→ **What the task requires**: Reproduce the records below exactly as given.

[Pointing records]
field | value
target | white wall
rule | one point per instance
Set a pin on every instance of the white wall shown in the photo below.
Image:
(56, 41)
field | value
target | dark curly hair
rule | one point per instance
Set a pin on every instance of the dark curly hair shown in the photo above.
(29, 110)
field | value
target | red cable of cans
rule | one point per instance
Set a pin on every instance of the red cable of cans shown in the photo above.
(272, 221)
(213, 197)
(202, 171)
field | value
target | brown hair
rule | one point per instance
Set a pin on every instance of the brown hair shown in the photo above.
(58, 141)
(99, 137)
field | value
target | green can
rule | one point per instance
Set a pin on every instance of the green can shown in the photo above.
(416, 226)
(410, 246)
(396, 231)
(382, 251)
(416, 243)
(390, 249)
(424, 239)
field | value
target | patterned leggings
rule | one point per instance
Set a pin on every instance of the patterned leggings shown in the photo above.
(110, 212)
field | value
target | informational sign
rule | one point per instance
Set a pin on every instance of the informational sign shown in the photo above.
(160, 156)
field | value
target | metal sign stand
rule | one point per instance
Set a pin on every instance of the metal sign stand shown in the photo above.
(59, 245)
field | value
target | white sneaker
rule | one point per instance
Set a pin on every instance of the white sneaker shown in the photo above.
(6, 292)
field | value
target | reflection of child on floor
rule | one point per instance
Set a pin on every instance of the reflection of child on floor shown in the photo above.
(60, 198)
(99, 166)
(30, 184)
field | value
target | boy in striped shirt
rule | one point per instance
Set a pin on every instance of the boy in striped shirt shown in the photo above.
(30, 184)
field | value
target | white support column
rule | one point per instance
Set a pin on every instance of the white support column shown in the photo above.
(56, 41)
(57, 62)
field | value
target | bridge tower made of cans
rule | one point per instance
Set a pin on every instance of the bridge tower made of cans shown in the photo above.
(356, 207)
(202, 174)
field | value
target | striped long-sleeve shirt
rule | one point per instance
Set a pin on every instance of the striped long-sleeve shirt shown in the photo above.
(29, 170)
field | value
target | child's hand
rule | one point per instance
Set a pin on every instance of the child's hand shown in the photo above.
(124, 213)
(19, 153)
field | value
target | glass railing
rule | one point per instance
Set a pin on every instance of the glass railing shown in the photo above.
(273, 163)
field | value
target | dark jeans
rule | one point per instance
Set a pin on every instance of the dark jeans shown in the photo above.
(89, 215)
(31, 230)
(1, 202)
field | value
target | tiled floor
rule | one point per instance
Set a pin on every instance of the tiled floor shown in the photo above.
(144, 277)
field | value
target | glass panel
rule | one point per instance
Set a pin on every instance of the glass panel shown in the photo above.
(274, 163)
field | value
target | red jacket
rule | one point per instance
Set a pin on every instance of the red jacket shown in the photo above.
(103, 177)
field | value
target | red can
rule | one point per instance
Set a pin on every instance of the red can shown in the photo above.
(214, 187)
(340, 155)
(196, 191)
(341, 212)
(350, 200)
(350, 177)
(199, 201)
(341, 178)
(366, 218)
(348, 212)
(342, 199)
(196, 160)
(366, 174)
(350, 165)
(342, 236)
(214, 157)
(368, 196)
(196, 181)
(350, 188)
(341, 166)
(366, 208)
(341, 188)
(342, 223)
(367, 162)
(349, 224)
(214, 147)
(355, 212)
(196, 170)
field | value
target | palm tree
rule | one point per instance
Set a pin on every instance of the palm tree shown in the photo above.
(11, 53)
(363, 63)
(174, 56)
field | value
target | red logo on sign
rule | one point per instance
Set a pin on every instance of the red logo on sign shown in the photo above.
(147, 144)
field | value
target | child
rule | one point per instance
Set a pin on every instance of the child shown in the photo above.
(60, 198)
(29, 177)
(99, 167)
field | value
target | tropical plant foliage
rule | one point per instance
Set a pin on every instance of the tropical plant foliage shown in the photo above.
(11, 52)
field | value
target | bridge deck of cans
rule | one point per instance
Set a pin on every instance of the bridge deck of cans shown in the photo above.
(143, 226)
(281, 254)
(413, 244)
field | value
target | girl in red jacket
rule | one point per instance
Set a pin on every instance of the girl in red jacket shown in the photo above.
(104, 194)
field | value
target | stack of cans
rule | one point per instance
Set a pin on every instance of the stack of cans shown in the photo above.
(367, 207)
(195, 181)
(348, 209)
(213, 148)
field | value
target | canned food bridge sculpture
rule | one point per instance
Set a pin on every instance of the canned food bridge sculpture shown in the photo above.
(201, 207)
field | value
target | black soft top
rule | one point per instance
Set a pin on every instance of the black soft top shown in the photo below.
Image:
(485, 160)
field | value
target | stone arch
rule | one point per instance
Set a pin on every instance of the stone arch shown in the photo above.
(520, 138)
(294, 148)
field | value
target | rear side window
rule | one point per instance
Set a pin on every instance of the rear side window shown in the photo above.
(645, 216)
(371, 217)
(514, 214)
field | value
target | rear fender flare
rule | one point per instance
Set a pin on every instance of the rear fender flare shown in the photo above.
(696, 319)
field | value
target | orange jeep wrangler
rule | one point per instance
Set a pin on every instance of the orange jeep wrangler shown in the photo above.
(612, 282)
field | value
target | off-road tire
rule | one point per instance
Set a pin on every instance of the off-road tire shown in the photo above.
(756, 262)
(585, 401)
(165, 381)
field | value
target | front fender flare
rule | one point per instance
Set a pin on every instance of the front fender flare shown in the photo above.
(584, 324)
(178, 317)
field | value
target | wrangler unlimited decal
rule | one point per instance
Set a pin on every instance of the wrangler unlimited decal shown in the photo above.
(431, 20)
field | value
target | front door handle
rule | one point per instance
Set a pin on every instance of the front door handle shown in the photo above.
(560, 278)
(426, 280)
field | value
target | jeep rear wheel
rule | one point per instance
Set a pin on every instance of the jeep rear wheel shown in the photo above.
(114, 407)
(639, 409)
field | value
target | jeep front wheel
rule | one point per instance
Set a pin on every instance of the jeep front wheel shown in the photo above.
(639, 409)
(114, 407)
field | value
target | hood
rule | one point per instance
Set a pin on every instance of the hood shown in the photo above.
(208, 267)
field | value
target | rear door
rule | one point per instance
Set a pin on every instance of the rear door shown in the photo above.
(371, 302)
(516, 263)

→ **Solution for this exercise**:
field | value
target | white wall
rule | one point per instance
Set a pin on every instance of the white wall shown in the photo below.
Image:
(56, 41)
field | value
target | dark curly hair
rule | one point per instance
Set a pin on every instance of the dark curly hair shown in the photo above.
(29, 110)
field | value
target | red cable of cans
rule | one point per instance
Set a pin on every instance of the red cable of cans shown in the photo above.
(272, 221)
(213, 197)
(202, 171)
field | value
target | brown hair
rule | one point per instance
Set a pin on every instance of the brown hair shown in the photo above.
(58, 141)
(99, 137)
field | value
target | green can
rule | one point per instance
Set a pin on every instance of the green can shown in the photo above.
(416, 226)
(410, 246)
(396, 231)
(382, 251)
(416, 243)
(390, 249)
(424, 239)
field | value
target | patterned leggings
rule | one point per instance
Set a pin on every instance of the patterned leggings shown in the photo above.
(110, 212)
field | value
target | informational sign
rule | one point per instance
Set a pin on every instance of the informational sign shown in the photo above.
(160, 156)
field | value
target | metal sign stand
rule | one point per instance
Set a pin on every instance of the metal sign stand shown in the photo above.
(59, 245)
field | value
target | white sneaker
rule | one point per instance
Set a pin on every instance of the white sneaker shown in the photo above.
(6, 292)
field | value
target | reflection of child on floor
rule | one point per instance
Set a pin on every instance of the reflection of child on floor shown in the photo above.
(60, 198)
(99, 166)
(30, 184)
field | value
target | boy in striped shirt
rule | one point per instance
Set a pin on every instance of the boy in striped shirt shown in the photo above.
(30, 184)
field | value
target | white support column
rule | one point per instance
Set a pin on every instance of the white support column shown in the photo above.
(56, 41)
(57, 62)
field | value
target | bridge tower made of cans
rule | one point per instance
Set a pin on every instance of the bridge tower made of cans shown in the photo above.
(356, 207)
(202, 174)
field | value
target | striped long-sleeve shirt
rule | one point per instance
Set a pin on every instance of the striped long-sleeve shirt shown in the photo above.
(29, 170)
field | value
target | child's hand
rule | one point per instance
Set a pin on every instance of the child's hand shown in the photo above.
(124, 213)
(19, 153)
field | value
target | glass railing
rule | one point per instance
Set a pin on every instance of the glass railing shown in the photo above.
(273, 163)
field | value
target | dark jeans
rule | one point per instance
Set a pin on every instance of the dark jeans shown in the photo above.
(89, 215)
(31, 230)
(1, 202)
field | value
target | tiled floor
rule | one point per instance
Set a pin on every instance of the tiled floor shown in the photo above.
(144, 277)
field | value
target | glass panel
rule | one point per instance
Set a pin on every instance of the glass panel shown in the photo above.
(274, 163)
field | value
target | red jacket
rule | one point per instance
Set a pin on every instance of the red jacket shown in the photo above.
(103, 177)
field | value
target | red can
rule | one point per instance
Set a pin on every instance of the red can shown in the photo above.
(214, 187)
(340, 155)
(196, 191)
(341, 212)
(350, 200)
(350, 177)
(199, 201)
(341, 178)
(366, 218)
(348, 212)
(342, 199)
(196, 160)
(366, 174)
(350, 165)
(342, 236)
(214, 157)
(368, 196)
(196, 181)
(350, 188)
(341, 166)
(366, 208)
(341, 188)
(342, 223)
(367, 162)
(349, 224)
(214, 147)
(355, 212)
(196, 170)
field | value
target | palm tree
rule | one point per instance
Set a pin on every instance of the palm tree shown in the photo above.
(11, 53)
(363, 63)
(174, 56)
field | value
target | red logo on sign
rule | one point per instance
Set a pin on every instance of the red logo on sign shown in the photo above.
(147, 144)
field | value
target | child
rule | one point per instance
Set a pin on every instance of the child shown in the photo above.
(60, 198)
(29, 177)
(99, 167)
field | value
target | tropical plant foliage
rule | one point per instance
Set a pin on every instance of the tropical plant foliage shown in the photo above.
(11, 52)
field | value
target | bridge deck of cans
rule | one point per instance
Set a pin on every instance of the bridge deck of cans shown in the photo above.
(143, 226)
(281, 254)
(413, 244)
field | value
target | girl in red jacket
rule | one point per instance
Set a pin on every instance of the girl in red jacket shown in the photo above.
(104, 194)
field | value
target | stack of cans
rule | one point per instance
Set a pin on every instance of the stack of cans shown in the photo above.
(367, 207)
(195, 181)
(348, 209)
(213, 148)
field | value
target | canned food bridge sculpture
rule | one point per instance
Set a pin on every instance of the canned food bridge sculpture shown in the photo above.
(201, 207)
field | value
target | black soft top
rule | one point per instance
Set a pin on every instance of the black soft top shown in the photo below.
Image:
(485, 160)
field | value
target | stone arch
rule | one point per instance
Set a pin on every instance of the stone arch shown in the photo above.
(520, 138)
(294, 148)
field | value
target | rear side window
rule | one point per instance
Set a pin on every instance of the rear side window shown in the photo above.
(645, 216)
(371, 217)
(514, 214)
field | value
target | rear fender flare
rule | one point per instance
Set a pin on every instance of the rear fender flare shown in the photo above.
(696, 319)
field | value
target | orange jeep wrangler
rule | one point per instance
Set a pin on every instance of the orange jeep wrangler shown in the photo above.
(612, 282)
field | value
target | off-road tire
rule | one point per instance
Set a pin on every instance of the off-road tire shown in the photo above.
(756, 262)
(585, 401)
(165, 381)
field | value
target | front fender flare
rule | one point per instance
Set a pin on every instance of the front fender flare shown in the photo above.
(584, 324)
(178, 317)
field | value
target | wrangler unlimited decal
rule | one point per instance
Set a pin on every instance of the wrangler unlimited decal shown in the photo above.
(431, 20)
field | value
target | front door handle
rule | one point per instance
Set a pin on every instance of the front door handle shown in the photo above.
(560, 278)
(426, 280)
field | value
target | jeep rear wheel
rule | one point per instance
Set a pin on every instance of the jeep rear wheel shown in the photo above.
(114, 407)
(639, 409)
field | value
target | jeep front wheel
rule | one point per instance
Set a pin on every instance of the jeep front wheel shown in the photo above.
(639, 409)
(114, 407)
field | value
target | hood
rule | one point per instance
Set a pin on every instance of the hood shown in the photo above.
(208, 267)
field | value
target | rear door
rule | one point per instance
Set a pin on every instance of the rear door shown in the photo above.
(371, 302)
(516, 263)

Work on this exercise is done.